RECORDS TO PROCESS Start Marker

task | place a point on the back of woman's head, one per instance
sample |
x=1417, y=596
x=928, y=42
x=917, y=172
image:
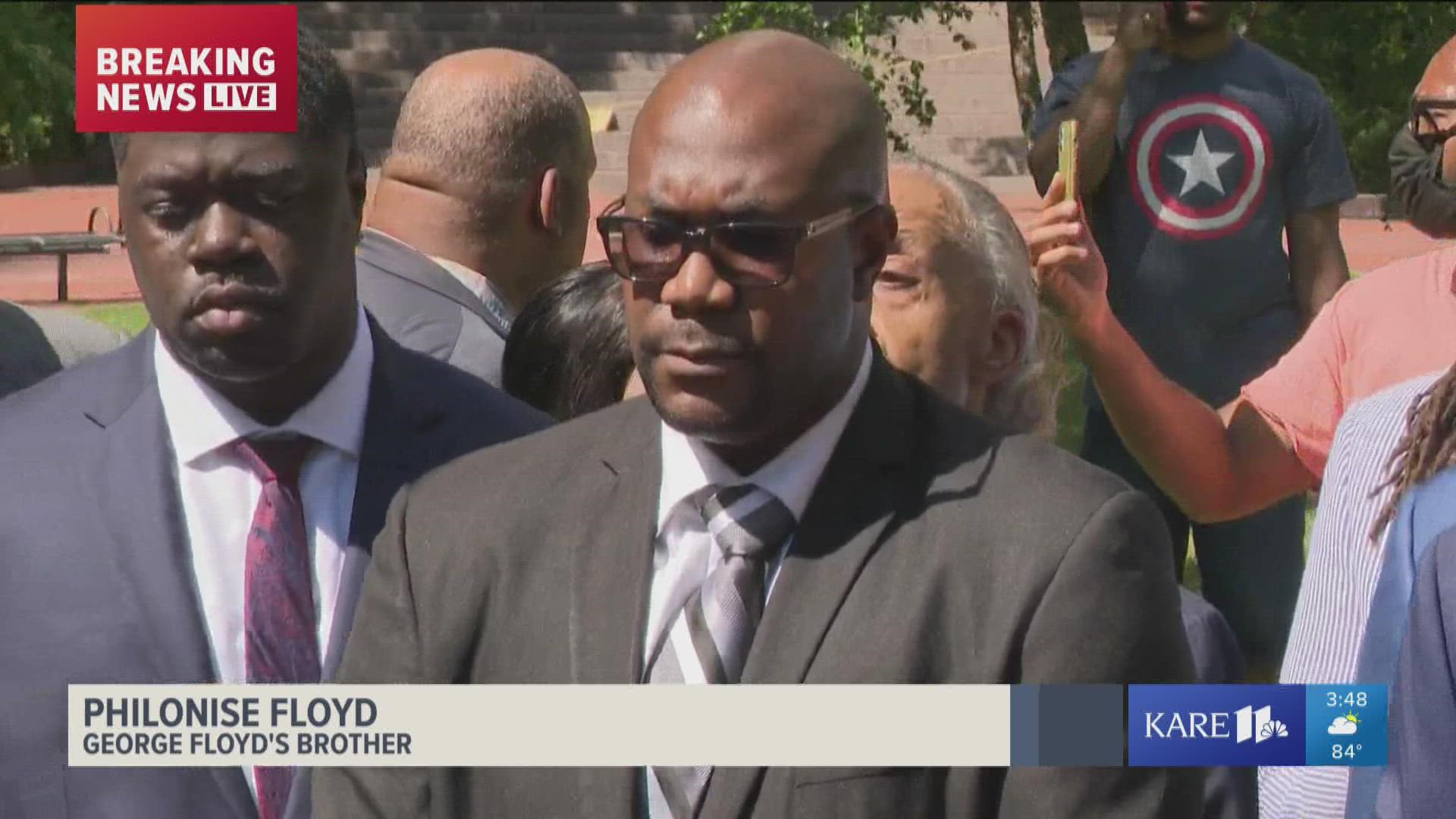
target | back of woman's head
x=568, y=350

RECORDS TO PROCESS End Marker

_WORK TO COMPLETE_
Output the material above word for word. Leave out its images.

_YOUR SOLUTION_
task | place a point on the back of woman's head, one per instance
sample |
x=1417, y=596
x=928, y=42
x=917, y=172
image:
target | back of woman's head
x=568, y=350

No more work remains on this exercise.